- _Prompt_
Copy the passage below about plans for SAIL exercise classes in Waterville in full, word for word.

Judging from the number of Waterville residents who showed up Feb. 20 for an informational meeting hosted by the Philomathic Club at United Lutheran Church, a solid group of residents are on the same wavelength as Cass.

Cass told the group that the program is structured to run one-hour sessions between two and three days per week, and would be led by volunteers who are trained in the fundamentals of the program, in CPR and in exercise safety. Cass assured the group that volunteers do not need to be in excellent shape, but just need to be willing to learn and able to lead classes.

Each SAIL session consists of a 5-8 minute warm-up and an 18-20 minute aerobic session. It finishes with work on static and dynamic balance, strength training and flexibility training. All these aspects have been shown in research studies to work together to prevent falls. Exercises are adaptable to the current physical condition of the participant and to those who face physical disabilities.

The Wellness Place provides all of the equipment necessary for the classes as well as the training materials needed for the volunteer instructors. Classes are free for participants, and though designed for those aged 65 and older, they are open to adults of all ages who feel they could benefit from the program.

The group response toward the idea of having the class in Waterville was very positive. Several of those who attended commented that they would be much more likely to participate in the class if they didn’t have to travel out of town to do so. In the next few months, the group is going to work on gathering two to four volunteers that could work together to teach three classes per week. The next training for instructors will be held April 10, so it is hoped that those interested in being the first teachers for the Waterville class can be present at this training.

The group also agreed to work on finding a good location for the class.

- _Dataset rows_
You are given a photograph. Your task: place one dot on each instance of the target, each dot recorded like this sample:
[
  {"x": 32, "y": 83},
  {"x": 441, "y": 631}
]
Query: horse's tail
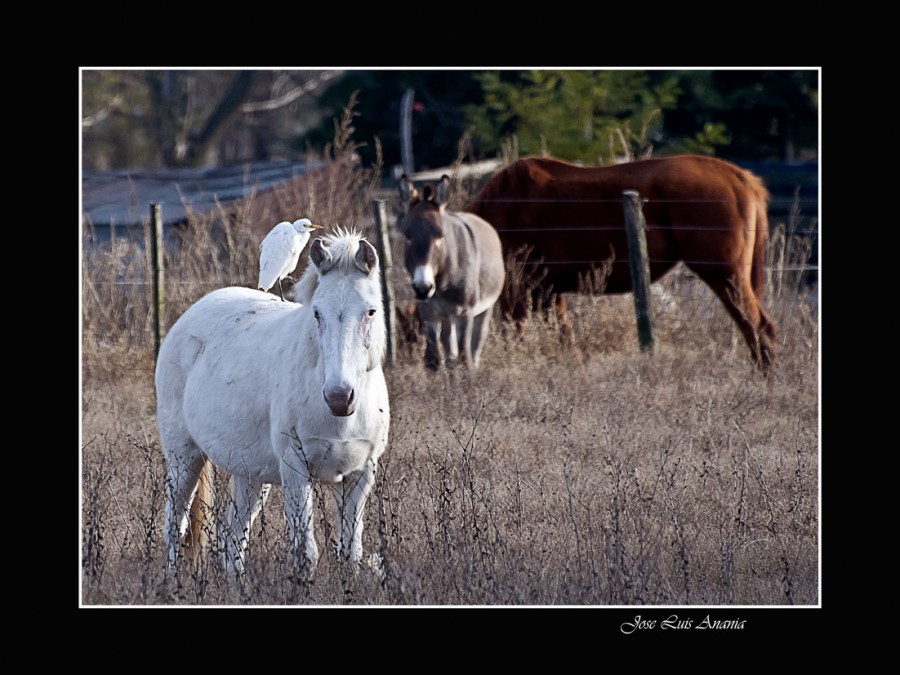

- _Solution to the exercise_
Judging from the number of Waterville residents who showed up Feb. 20 for an informational meeting hosted by the Philomathic Club at United Lutheran Church, a solid group of residents are on the same wavelength as Cass.

Cass told the group that the program is structured to run one-hour sessions between two and three days per week, and would be led by volunteers who are trained in the fundamentals of the program, in CPR and in exercise safety. Cass assured the group that volunteers do not need to be in excellent shape, but just need to be willing to learn and able to lead classes.

Each SAIL session consists of a 5-8 minute warm-up and an 18-20 minute aerobic session. It finishes with work on static and dynamic balance, strength training and flexibility training. All these aspects have been shown in research studies to work together to prevent falls. Exercises are adaptable to the current physical condition of the participant and to those who face physical disabilities.

The Wellness Place provides all of the equipment necessary for the classes as well as the training materials needed for the volunteer instructors. Classes are free for participants, and though designed for those aged 65 and older, they are open to adults of all ages who feel they could benefit from the program.

The group response toward the idea of having the class in Waterville was very positive. Several of those who attended commented that they would be much more likely to participate in the class if they didn’t have to travel out of town to do so. In the next few months, the group is going to work on gathering two to four volunteers that could work together to teach three classes per week. The next training for instructors will be held April 10, so it is hoped that those interested in being the first teachers for the Waterville class can be present at this training.

The group also agreed to work on finding a good location for the class.